[Data records Boundary: Start]

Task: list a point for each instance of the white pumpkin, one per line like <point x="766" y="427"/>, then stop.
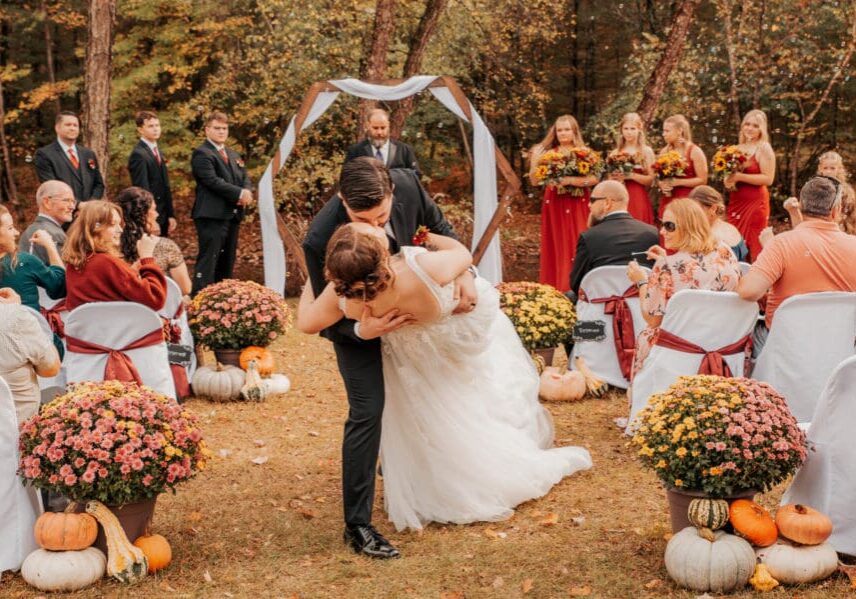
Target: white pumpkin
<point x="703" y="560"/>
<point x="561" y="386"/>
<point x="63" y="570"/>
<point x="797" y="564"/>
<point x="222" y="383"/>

[Data records Boundary: End]
[Data records Boundary: Start]

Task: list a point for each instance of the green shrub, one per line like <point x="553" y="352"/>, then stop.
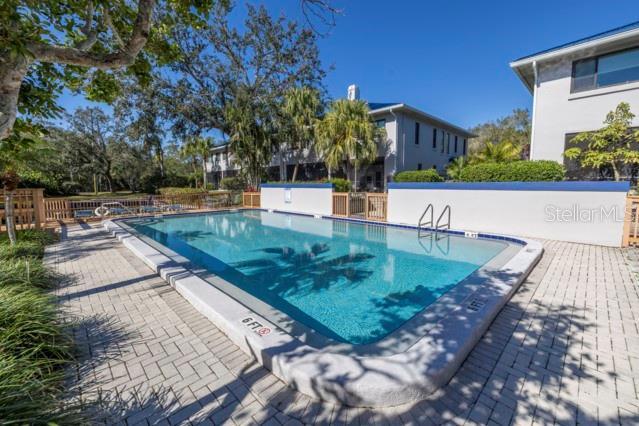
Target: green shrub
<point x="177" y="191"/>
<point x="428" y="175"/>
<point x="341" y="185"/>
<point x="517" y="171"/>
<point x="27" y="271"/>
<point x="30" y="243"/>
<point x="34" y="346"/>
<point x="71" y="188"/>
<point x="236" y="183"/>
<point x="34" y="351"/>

[Data records Boundary: End]
[Data records Boundary: Start]

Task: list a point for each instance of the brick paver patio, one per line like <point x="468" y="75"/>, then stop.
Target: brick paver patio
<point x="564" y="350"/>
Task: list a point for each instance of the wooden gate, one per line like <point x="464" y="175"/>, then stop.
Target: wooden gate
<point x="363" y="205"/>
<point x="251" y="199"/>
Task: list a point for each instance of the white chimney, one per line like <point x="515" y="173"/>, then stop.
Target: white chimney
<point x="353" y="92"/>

[Data records Boundary: End]

-- Goal of the exercise --
Using the records above, select and copy every line that has the word "instance".

-- Answer to the problem --
Task: list a point for each instance of the white pumpkin, one per line like <point x="766" y="427"/>, then stop.
Task: list a point for each instance of the green shrub, one per line like <point x="553" y="352"/>, then stop.
Task: list a point for each instance of the brick paver patio, one per line like <point x="468" y="75"/>, then stop.
Task: list a point for each instance of the wooden gate, one per line like <point x="464" y="175"/>, then stop.
Task: list a point for each instance of the white chimney, one per line like <point x="515" y="173"/>, then stop.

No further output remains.